**PAGE EXTRACT:**

#####

All of lore.kernel.org
 help / color / mirror / Atom feed
From: Jianyong Wu <Jianyong.Wu@arm.com>
To: Mark Rutland <Mark.Rutland@arm.com>
Cc: Catalin Marinas <Catalin.Marinas@arm.com>,
	"will@kernel.org" <will@kernel.org>,
	Anshuman Khandual <Anshuman.Khandual@arm.com>,
	"akpm@linux-foundation.org" <akpm@linux-foundation.org>,
	"david@redhat.com" <david@redhat.com>,
	"quic_qiancai@quicinc.com" <quic_qiancai@quicinc.com>,
	"ardb@kernel.org" <ardb@kernel.org>,
	"linux-kernel@vger.kernel.org" <linux-kernel@vger.kernel.org>,
	"linux-arm-kernel@lists.infradead.org" 
	<linux-arm-kernel@lists.infradead.org>,
	"gshan@redhat.com" <gshan@redhat.com>,
	Justin He <Justin.He@arm.com>, nd <nd@arm.com>
Subject: RE: [PATCH v3] arm64/mm: avoid fixmap race condition when create pud mapping
Date: Fri, 17 Dec 2021 10:09:04 +0000	[thread overview]
Message-ID: <AM9PR08MB727694AAAB8247FDF9AD73DAF4789@AM9PR08MB7276.eurprd08.prod.outlook.com> (raw)
In-Reply-To: <YbxYuETndF9LmJz4@FVFF77S0Q05N>

Hi Mark,

> -----Original Message-----
> From: Mark Rutland <mark.rutland@arm.com>
> Sent: Friday, December 17, 2021 5:31 PM
> To: Jianyong Wu <Jianyong.Wu@arm.com>
> Cc: Catalin Marinas <Catalin.Marinas@arm.com>; will@kernel.org; Anshuman
> Khandual <Anshuman.Khandual@arm.com>; akpm@linux-foundation.org;
> david@redhat.com; quic_qiancai@quicinc.com; ardb@kernel.org; linux-
> kernel@vger.kernel.org; linux-arm-kernel@lists.infradead.org;
> gshan@redhat.com; Justin He <Justin.He@arm.com>; nd <nd@arm.com>
> Subject: Re: [PATCH v3] arm64/mm: avoid fixmap race condition when create
> pud mapping
> 
> On Thu, Dec 16, 2021 at 04:28:12PM +0800, Jianyong Wu wrote:
> > The 'fixmap' is a global resource and is used recursively by create
> > pud mapping(), leading to a potential race condition in the presence
> > of a concurrent call to alloc_init_pud():
> >
> > kernel_init thread                          virtio-mem workqueue thread
> > ==================                          ===========================
> >
> >   alloc_init_pud(...)                       alloc_init_pud(...)

#####

**DIRECTIVES:**
[A] Using the message above, decide whether each statement agrees with it: (i) Mark Rutland's original message was sent on Friday, December 17, 2021; (ii) the message is addressed to Catalin Marinas; (iii) the fixmap is described as a resource belonging to a single thread. Answer yes or no for each, quoting the words of the message that decide it.
[B] Name every arm.com email address in the From, To and Cc fields at the top of the message.

**AVAILABLE DATA:**
#####

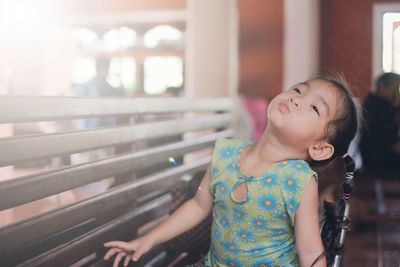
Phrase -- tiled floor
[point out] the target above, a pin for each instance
(375, 238)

#####

**TASK-BY-TASK OUTPUTS:**
[A]
(i) Yes: "Sent: Friday, December 17, 2021 5:31 PM"
(ii) No: "To: Mark Rutland <Mark.Rutland@arm.com>"
(iii) No: "The 'fixmap' is a global resource"

[B]
Jianyong.Wu@arm.com
Mark.Rutland@arm.com
Catalin.Marinas@arm.com
Anshuman.Khandual@arm.com
Justin.He@arm.com
nd@arm.com